▸ What is expected
Repeat the data word for word. Do not include the pictures.

▸ Records for processing

▬▬▬▬▬▬

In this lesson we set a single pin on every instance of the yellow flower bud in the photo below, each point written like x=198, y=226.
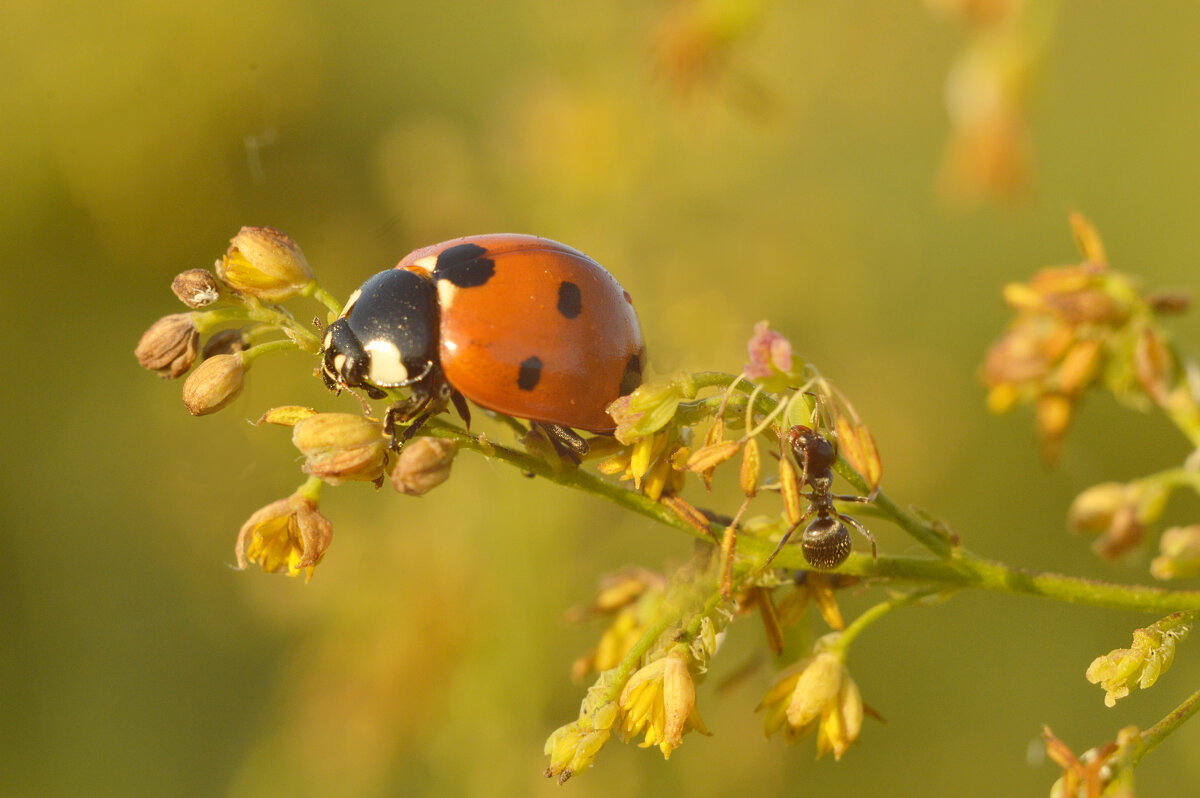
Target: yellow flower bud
x=169, y=346
x=341, y=447
x=264, y=263
x=659, y=701
x=1180, y=553
x=816, y=694
x=214, y=384
x=817, y=687
x=288, y=535
x=423, y=465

▬▬▬▬▬▬

▸ Answer box
In this lesson we set a single pin on every instance of the yellow flower bud in the photo below, each point written like x=198, y=226.
Target: yellow flower bud
x=169, y=346
x=341, y=447
x=264, y=263
x=659, y=701
x=1180, y=553
x=816, y=694
x=214, y=384
x=817, y=687
x=288, y=535
x=423, y=465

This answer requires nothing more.